#### Given text:
--- Begin ---
We moved on to P.S. Cafe at One Fullerton and had yums dessert.
I had the ginger and earl grey pudding, served with ice-cream. Ziff had something chocolatey, and Syafiqah had her favourite sticky toffee pudding, but after tasting mine, she said maybe she would change to the ginger as her new staple. I loved mine, hehe.
At P.S. Cafe, we talked about children and how they can be the devil's spawn, sometimes regardless of how much their parents try. I said that having a diverse group of friends would perhaps help in envisioning the spectrum of people your child could turn out to be, but they were very shocked at this idea. Apparently even if you accept certain people as friends, you would still not want your children to turn out like them. This I found intriguing, try this exercise - if you have friends, people whom you actively choose to socialise with, that you would not want as your children, it means you are not ready for children.
I think it is very amusing, though, because I would think I am that friend people would not want to have as their child, I am insubordinate and I have a mind of my own, and I dunno, I question everything and hate accepting the status quo.
On the way back, Kak Syafiqah talked about how she had silently primed and conditioned Ziff to tweak his toilet-roll-changing habits, and was now trying to get him to tweak his eating habits, to like eggplant and squid ink and all that, and she says she's a little psycho, because she applied and applies behavioural conditioning to her husband after having read about it.
Then I realised, we are all a little psycho and to admit the areas in which you're psycho to other people, those are the best social circles, because it means you're giving the other party an aspect to judge yourself by, and more often than not, you don't get judged because the gesture is reciprocated by the other party making you privy to certain information as well.
We talked about tattoos, because Syafiqah's sister has several, and she is one of the few (maybe three, in a family of twenty-five cousins?) people in our family that has them, so I knew Syafiqah wouldn't quite judge me, although I could tell that she doesn't exactly approve, either.
It was a great Monday, and a great way to start the week. Have a really nice March, y'all.
Today I heard a song from La La Land, and I thought about two of my favourite places, Griffith Observatory and Yosemite, which I visited in winter, and had the most brilliant white snow/nature experience with my best friend at, and I think, I wish I didn't have to hustle so much to decide between going back to my favourite places, and to settle on something more crucial for my life path, because I am but part of the proletariat.
But that's a first world problem, and I can live with it. Hustle hustle hustle.
--- End ---
#### Raw records:
--- Begin ---
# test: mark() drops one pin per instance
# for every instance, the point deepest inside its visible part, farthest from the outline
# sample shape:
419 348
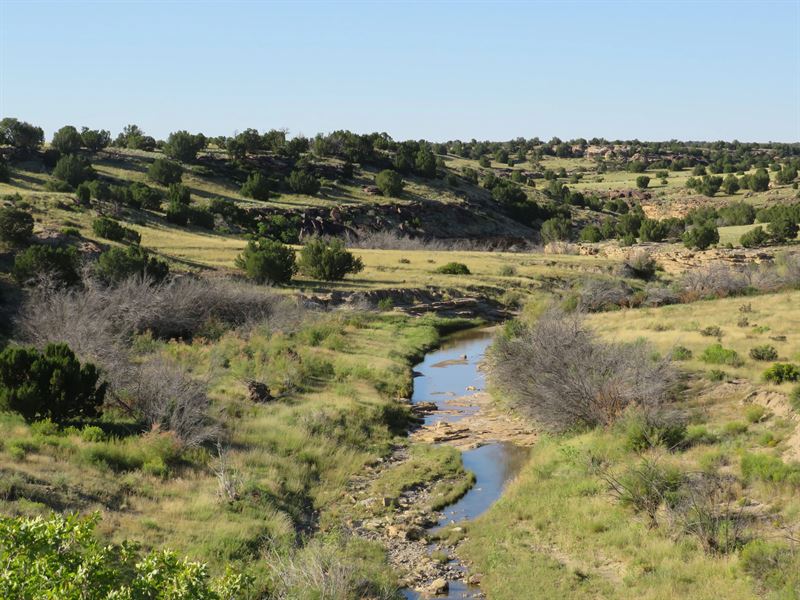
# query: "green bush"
184 146
681 353
39 261
16 226
302 182
769 468
113 230
51 384
453 268
118 264
67 140
591 234
257 186
716 354
62 557
754 238
644 430
765 352
554 230
165 171
701 236
389 182
177 213
781 372
328 260
145 196
267 261
73 170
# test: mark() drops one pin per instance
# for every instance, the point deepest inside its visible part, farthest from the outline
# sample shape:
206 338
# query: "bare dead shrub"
639 264
713 281
557 372
659 295
706 508
163 394
603 294
97 322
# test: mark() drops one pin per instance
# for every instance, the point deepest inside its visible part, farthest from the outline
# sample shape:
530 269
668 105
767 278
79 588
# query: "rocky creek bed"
454 410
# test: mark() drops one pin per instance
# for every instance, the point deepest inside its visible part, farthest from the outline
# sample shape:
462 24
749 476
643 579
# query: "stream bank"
448 395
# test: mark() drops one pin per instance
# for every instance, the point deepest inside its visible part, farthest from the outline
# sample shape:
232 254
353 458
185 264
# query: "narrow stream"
448 376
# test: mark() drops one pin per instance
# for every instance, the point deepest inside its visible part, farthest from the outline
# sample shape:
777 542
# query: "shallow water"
443 377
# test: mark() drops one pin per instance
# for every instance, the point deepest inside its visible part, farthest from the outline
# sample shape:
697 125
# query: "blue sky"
433 70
--- End ---
#### Work to do:
**1.** Do these statements agree with the blog post? Answer yes or no for each, and quote the words from the blog post that settle it.
(a) The writer ordered the sticky toffee pudding.
(b) Syafiqah's sister has several tattoos.
(c) The writer visited Yosemite in summer.
**2.** Answer these questions from the blog post:
(a) Where did the group go for dessert?
(b) Which foods is Syafiqah trying to get Ziff to like?
(c) On what day of the week did the outing take place?
**3.** What does the blog post say, in two sentences?

#### Task-by-task answers:
**1.**
(a) No: "I had the ginger and earl grey pudding, served with ice-cream."
(b) Yes: "Syafiqah's sister has several"
(c) No: "which I visited in winter"

**2.**
(a) P.S. Cafe at One Fullerton
(b) Eggplant and squid ink
(c) Monday

**3.** At P.S. Cafe the writer had a ginger and earl grey pudding and talked with friends about children, suggesting that anyone with friends they would not want as their children is not ready for children. On the way back Syafiqah admitted to conditioning her husband's habits, which led the writer to conclude that we are all a little psycho and that the best social circles are those where people admit it to each other.